START

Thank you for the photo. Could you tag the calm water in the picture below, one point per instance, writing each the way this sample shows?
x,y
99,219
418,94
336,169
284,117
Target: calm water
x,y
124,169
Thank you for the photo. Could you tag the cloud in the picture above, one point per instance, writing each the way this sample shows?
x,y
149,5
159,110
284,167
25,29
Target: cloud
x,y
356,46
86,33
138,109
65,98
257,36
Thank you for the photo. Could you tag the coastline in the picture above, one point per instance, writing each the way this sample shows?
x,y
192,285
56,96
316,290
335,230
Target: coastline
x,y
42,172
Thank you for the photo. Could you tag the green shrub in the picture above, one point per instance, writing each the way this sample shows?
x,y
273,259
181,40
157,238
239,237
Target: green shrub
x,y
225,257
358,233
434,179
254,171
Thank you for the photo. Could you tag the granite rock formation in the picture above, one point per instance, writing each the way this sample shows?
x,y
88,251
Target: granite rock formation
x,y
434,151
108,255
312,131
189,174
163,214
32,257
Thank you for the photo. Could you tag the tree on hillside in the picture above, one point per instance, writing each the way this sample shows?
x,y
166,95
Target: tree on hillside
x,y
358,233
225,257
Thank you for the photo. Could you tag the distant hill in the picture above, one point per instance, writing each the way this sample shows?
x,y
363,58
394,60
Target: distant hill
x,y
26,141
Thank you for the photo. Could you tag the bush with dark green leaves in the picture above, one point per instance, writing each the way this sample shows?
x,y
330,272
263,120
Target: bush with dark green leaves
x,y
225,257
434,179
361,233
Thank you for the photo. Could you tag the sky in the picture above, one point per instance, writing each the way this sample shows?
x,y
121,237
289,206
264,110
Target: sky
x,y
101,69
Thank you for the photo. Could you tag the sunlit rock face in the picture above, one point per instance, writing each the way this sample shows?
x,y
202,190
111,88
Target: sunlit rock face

END

Rewrite everything from the line containing "Thank you for the photo. Could you tag the granite" down to the end of the material, requests included, adding 108 to each number in the answer point coordinates while leaving the requests and their sample points unchanged.

> **Right answer**:
Thank you for the photo. Could you tag the granite rock formation in the picture above, one point per instance, writing each the way this sample shows?
x,y
88,251
Target: granite rock formation
x,y
542,259
216,363
420,239
297,282
271,322
140,365
Thank you for the photo. Could you tag the tree on hillside in the picture above, one point per instance, writing each the way this sample shows?
x,y
166,95
Target: tree on hillside
x,y
466,341
333,365
Thank you for the photo. Could you tag the distant hill in the picture above, one point per instance, writing each the way this sample shows?
x,y
363,58
394,60
Target: distant hill
x,y
134,249
Thank you for the photo. Could you tag the bush with dark green leaves in the picture above, one point per instance, writing each the way this sample shows?
x,y
330,272
263,120
Target: bush with dark green leaves
x,y
333,365
542,287
469,341
Thank you for the photo. Could you tag the sky in the picture above, one point per instance, writing each the way this sample shows?
x,y
121,237
289,206
264,110
Target: sky
x,y
209,177
Thank you for the photo. Could you tag the sunlit rock face in the picture above, one point per instance, writing each the way this sample shows?
x,y
202,190
111,88
Target: sunlit rock face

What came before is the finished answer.